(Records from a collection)

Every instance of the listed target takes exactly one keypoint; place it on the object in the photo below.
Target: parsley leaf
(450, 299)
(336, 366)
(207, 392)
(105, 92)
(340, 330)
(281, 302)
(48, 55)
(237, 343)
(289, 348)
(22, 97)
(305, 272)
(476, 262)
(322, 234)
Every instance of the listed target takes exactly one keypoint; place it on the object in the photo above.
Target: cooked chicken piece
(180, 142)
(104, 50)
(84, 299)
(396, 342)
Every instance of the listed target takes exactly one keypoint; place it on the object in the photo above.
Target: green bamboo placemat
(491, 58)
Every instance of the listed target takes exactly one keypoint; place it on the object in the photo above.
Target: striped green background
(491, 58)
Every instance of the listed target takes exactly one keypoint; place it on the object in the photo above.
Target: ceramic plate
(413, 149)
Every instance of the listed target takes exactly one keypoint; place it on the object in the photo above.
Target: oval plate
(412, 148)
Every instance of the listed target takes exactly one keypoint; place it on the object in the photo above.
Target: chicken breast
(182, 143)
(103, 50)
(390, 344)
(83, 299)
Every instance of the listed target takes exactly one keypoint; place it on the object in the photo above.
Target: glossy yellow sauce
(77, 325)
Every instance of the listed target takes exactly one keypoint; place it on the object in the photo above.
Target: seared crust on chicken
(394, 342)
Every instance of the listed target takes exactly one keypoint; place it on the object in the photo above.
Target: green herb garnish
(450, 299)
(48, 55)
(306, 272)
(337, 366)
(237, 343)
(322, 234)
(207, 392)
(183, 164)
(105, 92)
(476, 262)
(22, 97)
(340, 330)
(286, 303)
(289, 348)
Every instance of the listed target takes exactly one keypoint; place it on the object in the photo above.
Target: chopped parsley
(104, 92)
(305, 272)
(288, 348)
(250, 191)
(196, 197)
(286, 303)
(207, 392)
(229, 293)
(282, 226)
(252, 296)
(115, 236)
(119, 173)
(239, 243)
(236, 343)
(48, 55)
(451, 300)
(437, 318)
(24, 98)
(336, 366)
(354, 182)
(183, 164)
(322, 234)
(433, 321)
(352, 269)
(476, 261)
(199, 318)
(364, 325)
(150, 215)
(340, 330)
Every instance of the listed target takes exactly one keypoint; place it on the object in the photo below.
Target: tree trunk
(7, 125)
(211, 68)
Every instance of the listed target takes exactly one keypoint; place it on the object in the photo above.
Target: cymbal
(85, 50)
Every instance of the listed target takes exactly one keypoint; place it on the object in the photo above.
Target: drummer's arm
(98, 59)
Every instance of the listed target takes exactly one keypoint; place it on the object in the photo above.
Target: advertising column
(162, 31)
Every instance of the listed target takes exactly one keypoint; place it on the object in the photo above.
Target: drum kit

**Work to complete:**
The answer should be all the entries, restated with no word changed.

**Result:**
Every instance of the listed target takes exactly one keypoint; place it on the object in the photo below.
Target: parsley leaf
(450, 299)
(336, 366)
(207, 392)
(105, 92)
(340, 330)
(281, 302)
(48, 55)
(237, 343)
(289, 348)
(22, 97)
(305, 272)
(476, 262)
(322, 234)
Every instance of the listed target takes exactly one keypoint; place it on the object in the photo above.
Target: cooked chicken piece
(180, 142)
(104, 50)
(84, 299)
(396, 342)
Every instance of the listed target takes exactly one keypoint; place it on the object in the photo above.
Target: green bamboo placemat
(491, 58)
Every instance of the listed target takes exactly one keypoint; place it on the object in the photo above.
Target: striped green background
(491, 58)
Every instance of the listed target takes exactly one keypoint; place it on the object in the photo above.
Target: ceramic plate
(413, 149)
Every instance of the listed target takes exactly one keypoint; place it on the object in the photo above.
Target: oval plate
(412, 148)
Every instance of the listed target takes exactly one keypoint; place it on the object in the photo above.
Target: chicken breast
(182, 143)
(103, 50)
(390, 344)
(83, 299)
Every instance of the listed target takes exactly one keypoint; place it on the object in the photo above.
Target: glossy yellow sauce
(77, 325)
Every instance of the listed target takes exactly one keypoint; place it on the object in the photo above.
Target: seared crust on chicken
(394, 342)
Every instance of the listed target takes exactly one keypoint; place it on the object in the photo above.
Target: green herb garnish
(450, 299)
(48, 55)
(306, 272)
(337, 366)
(237, 343)
(322, 234)
(207, 392)
(183, 164)
(105, 92)
(476, 262)
(22, 97)
(340, 330)
(286, 303)
(289, 348)
Every instance of the listed target takes exactly one keypoint; place it on the object in the photo above.
Target: chopped parsley
(104, 92)
(305, 272)
(288, 348)
(250, 191)
(196, 197)
(286, 303)
(207, 392)
(229, 293)
(282, 226)
(252, 296)
(115, 236)
(119, 173)
(239, 243)
(236, 343)
(48, 55)
(451, 300)
(437, 318)
(24, 98)
(336, 366)
(354, 182)
(183, 164)
(322, 234)
(433, 321)
(352, 269)
(476, 261)
(199, 318)
(364, 325)
(150, 215)
(340, 330)
Every instance of the listed target takes exactly one keypoint; place it on the object in the photo below.
Target: tree trunk
(7, 125)
(211, 68)
Every instance of the listed target takes exactly one keypoint; place it on the object in the photo above.
Target: cymbal
(85, 50)
Every instance of the listed target takes exactly one keypoint; place it on the object in the photo above.
Target: drummer's arm
(98, 59)
Every instance of the listed target takes exactly one keypoint; place it on the object in the photo above.
Target: advertising column
(162, 31)
Every instance of the listed target takes exactly one keypoint; place it on the object in the photo above.
Target: drum kit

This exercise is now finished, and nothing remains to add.